*** Supplied entries ***

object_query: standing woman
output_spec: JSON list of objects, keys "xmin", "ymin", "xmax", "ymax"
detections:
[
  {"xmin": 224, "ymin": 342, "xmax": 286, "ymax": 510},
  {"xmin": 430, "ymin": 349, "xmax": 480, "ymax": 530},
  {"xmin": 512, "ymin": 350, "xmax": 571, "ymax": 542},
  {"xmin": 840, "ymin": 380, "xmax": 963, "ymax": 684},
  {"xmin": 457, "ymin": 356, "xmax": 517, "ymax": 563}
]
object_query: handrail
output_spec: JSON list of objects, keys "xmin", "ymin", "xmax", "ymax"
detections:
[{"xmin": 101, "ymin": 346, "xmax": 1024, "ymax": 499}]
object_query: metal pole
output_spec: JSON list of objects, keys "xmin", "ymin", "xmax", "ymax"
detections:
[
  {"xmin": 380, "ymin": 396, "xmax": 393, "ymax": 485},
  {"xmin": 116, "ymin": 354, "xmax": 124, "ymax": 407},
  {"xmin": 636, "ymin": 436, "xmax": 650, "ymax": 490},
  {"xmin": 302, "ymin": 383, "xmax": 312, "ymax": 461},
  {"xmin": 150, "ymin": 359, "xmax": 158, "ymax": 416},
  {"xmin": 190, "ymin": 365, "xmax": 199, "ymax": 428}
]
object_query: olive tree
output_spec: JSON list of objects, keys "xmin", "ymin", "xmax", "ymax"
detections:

*** End of Supplied entries ***

** Brief **
With nothing left out, print the data above exactly.

** Result for this task **
object_query: standing woman
output_spec: JSON list of objects, keys "xmin", "ymin", "xmax", "ymax"
detections:
[
  {"xmin": 224, "ymin": 342, "xmax": 286, "ymax": 510},
  {"xmin": 430, "ymin": 349, "xmax": 480, "ymax": 530},
  {"xmin": 512, "ymin": 350, "xmax": 571, "ymax": 542},
  {"xmin": 840, "ymin": 380, "xmax": 963, "ymax": 684},
  {"xmin": 457, "ymin": 356, "xmax": 517, "ymax": 563}
]
object_query: handrail
output_spec: JSON list of objects, keys "xmin", "ymin", "xmax", "ymax"
detections:
[{"xmin": 101, "ymin": 346, "xmax": 1024, "ymax": 499}]
object_query: metal pole
output_spec: JSON list of objects, keys "xmin", "ymin", "xmax", "ymax"
detections:
[
  {"xmin": 380, "ymin": 396, "xmax": 393, "ymax": 485},
  {"xmin": 116, "ymin": 354, "xmax": 124, "ymax": 407},
  {"xmin": 636, "ymin": 436, "xmax": 650, "ymax": 490},
  {"xmin": 302, "ymin": 383, "xmax": 312, "ymax": 461},
  {"xmin": 150, "ymin": 359, "xmax": 158, "ymax": 416},
  {"xmin": 190, "ymin": 365, "xmax": 199, "ymax": 428}
]
object_query: olive tree
output_spec: JSON list of objects, keys "xmin", "ymin", "xmax", "ymax"
detections:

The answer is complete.